** Provided information follows **
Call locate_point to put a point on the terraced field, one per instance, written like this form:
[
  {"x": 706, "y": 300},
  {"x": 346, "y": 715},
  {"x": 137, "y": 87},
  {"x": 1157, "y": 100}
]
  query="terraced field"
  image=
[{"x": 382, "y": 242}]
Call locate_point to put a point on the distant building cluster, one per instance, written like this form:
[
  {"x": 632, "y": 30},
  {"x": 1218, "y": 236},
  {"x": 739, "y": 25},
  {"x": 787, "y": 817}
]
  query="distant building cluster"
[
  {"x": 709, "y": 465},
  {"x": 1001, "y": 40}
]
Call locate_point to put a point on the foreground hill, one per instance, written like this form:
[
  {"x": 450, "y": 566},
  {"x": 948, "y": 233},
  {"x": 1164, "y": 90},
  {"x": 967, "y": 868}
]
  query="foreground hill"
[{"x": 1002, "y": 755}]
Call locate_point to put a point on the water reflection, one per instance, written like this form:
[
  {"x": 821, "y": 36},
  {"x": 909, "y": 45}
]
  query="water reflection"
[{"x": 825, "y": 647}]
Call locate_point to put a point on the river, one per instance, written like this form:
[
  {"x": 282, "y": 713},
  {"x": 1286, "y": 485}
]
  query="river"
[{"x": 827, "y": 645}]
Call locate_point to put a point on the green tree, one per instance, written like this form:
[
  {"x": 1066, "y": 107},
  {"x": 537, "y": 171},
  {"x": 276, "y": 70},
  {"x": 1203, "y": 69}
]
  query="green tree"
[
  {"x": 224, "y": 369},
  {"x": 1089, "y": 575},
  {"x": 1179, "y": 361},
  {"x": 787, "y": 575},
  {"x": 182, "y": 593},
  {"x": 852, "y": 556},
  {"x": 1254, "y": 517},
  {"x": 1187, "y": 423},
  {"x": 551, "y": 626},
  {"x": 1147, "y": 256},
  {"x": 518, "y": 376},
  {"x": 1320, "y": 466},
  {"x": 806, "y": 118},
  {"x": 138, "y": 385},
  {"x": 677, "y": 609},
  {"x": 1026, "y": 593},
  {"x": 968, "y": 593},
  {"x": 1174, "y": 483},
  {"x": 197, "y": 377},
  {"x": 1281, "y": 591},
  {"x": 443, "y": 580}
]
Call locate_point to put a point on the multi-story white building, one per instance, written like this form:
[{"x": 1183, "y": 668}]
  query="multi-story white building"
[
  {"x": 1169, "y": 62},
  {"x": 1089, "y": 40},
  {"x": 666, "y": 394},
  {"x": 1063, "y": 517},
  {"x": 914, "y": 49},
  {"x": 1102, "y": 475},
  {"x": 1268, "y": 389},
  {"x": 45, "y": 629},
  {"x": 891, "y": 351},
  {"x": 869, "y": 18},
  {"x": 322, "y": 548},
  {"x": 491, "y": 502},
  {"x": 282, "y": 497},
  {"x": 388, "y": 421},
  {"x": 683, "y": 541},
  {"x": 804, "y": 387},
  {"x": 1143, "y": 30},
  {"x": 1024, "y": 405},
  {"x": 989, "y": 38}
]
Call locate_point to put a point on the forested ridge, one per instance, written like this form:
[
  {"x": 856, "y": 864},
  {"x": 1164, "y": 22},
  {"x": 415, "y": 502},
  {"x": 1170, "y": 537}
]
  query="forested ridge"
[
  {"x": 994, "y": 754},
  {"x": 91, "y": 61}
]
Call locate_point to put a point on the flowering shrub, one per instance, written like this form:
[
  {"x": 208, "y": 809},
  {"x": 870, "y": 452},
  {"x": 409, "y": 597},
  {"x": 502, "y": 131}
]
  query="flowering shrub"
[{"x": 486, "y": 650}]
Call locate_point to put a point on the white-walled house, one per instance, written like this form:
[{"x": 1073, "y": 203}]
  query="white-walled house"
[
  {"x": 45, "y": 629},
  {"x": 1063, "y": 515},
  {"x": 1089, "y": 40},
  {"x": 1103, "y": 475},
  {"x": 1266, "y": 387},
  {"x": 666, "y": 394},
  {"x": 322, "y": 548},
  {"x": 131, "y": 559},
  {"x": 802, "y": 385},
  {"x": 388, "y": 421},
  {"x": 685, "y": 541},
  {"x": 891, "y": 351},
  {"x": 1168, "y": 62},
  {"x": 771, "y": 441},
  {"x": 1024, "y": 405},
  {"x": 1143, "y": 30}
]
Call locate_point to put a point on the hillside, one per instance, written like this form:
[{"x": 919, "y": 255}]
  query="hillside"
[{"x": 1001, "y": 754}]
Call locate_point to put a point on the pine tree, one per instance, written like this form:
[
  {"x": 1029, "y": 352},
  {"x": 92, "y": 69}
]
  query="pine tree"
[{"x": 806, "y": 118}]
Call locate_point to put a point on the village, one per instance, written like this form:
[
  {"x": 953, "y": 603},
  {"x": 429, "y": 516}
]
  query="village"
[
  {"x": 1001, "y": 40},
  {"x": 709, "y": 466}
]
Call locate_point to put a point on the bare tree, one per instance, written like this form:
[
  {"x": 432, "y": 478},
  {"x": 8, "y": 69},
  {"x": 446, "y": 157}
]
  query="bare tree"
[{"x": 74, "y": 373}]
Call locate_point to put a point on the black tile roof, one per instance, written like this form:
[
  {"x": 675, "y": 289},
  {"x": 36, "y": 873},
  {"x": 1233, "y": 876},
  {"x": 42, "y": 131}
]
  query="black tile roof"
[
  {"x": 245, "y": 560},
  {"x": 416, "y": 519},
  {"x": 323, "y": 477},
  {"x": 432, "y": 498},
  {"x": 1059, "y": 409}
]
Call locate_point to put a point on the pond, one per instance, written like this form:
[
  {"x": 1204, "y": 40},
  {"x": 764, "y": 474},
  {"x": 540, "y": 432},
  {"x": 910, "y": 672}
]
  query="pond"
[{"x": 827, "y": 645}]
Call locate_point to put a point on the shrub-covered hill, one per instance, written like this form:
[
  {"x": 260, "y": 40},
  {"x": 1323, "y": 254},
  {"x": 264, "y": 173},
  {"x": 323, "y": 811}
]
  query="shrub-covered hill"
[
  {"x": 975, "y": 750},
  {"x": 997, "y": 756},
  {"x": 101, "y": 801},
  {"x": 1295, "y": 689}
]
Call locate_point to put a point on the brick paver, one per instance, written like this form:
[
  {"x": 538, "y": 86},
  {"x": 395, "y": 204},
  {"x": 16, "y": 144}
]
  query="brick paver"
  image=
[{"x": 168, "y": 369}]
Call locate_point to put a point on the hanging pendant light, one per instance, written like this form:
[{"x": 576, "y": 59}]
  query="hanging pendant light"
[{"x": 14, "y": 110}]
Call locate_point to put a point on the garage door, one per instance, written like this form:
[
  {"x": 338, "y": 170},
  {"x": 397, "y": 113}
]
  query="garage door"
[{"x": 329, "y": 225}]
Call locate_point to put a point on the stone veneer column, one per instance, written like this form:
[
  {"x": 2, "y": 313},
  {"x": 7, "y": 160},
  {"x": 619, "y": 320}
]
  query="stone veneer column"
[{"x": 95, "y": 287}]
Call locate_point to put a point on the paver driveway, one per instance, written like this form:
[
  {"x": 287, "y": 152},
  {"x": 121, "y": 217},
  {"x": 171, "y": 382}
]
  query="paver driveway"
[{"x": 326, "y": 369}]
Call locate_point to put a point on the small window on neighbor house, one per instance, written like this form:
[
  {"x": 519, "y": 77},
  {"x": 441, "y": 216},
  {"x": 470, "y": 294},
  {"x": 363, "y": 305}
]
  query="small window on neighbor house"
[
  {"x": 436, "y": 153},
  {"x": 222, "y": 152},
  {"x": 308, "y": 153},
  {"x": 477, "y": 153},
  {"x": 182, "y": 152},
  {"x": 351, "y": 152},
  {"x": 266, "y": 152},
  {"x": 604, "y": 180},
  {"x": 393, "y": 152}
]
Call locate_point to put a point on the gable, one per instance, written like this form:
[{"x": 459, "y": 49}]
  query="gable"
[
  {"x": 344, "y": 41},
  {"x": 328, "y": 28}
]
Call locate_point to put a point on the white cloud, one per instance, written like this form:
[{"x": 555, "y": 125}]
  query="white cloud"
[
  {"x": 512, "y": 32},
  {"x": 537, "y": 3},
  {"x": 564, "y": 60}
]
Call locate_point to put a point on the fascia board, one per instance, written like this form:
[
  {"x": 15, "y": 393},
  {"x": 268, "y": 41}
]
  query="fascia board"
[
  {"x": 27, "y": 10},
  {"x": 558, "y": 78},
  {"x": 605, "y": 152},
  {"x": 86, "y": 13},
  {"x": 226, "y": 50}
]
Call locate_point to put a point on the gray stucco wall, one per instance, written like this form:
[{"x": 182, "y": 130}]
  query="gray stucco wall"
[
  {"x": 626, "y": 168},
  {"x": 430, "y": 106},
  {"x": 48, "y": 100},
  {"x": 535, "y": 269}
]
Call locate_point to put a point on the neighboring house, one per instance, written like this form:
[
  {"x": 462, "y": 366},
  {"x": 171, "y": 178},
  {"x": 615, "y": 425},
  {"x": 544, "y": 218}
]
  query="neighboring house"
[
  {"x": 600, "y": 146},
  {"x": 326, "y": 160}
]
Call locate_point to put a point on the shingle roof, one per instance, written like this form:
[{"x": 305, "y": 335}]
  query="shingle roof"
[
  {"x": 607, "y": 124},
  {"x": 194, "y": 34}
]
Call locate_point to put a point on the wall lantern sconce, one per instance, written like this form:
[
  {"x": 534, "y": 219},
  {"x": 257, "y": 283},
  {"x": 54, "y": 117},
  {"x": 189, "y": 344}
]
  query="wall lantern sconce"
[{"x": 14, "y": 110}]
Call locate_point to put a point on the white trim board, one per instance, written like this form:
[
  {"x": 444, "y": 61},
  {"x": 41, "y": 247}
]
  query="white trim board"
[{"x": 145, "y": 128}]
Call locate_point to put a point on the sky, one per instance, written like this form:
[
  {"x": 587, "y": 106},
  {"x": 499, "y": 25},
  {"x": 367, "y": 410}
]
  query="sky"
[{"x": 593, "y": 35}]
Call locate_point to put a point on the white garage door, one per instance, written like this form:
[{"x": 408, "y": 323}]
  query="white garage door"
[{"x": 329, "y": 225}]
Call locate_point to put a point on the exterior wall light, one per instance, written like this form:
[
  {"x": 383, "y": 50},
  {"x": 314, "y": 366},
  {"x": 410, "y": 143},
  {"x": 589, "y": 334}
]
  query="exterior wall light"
** End of Provided information **
◆ What is being asked ◆
Filter the entries above down to the lines containing the word "terraced".

◆ Task response ◆
Call locate_point to put a point on the terraced field, one per instance, written like this form:
  query="terraced field"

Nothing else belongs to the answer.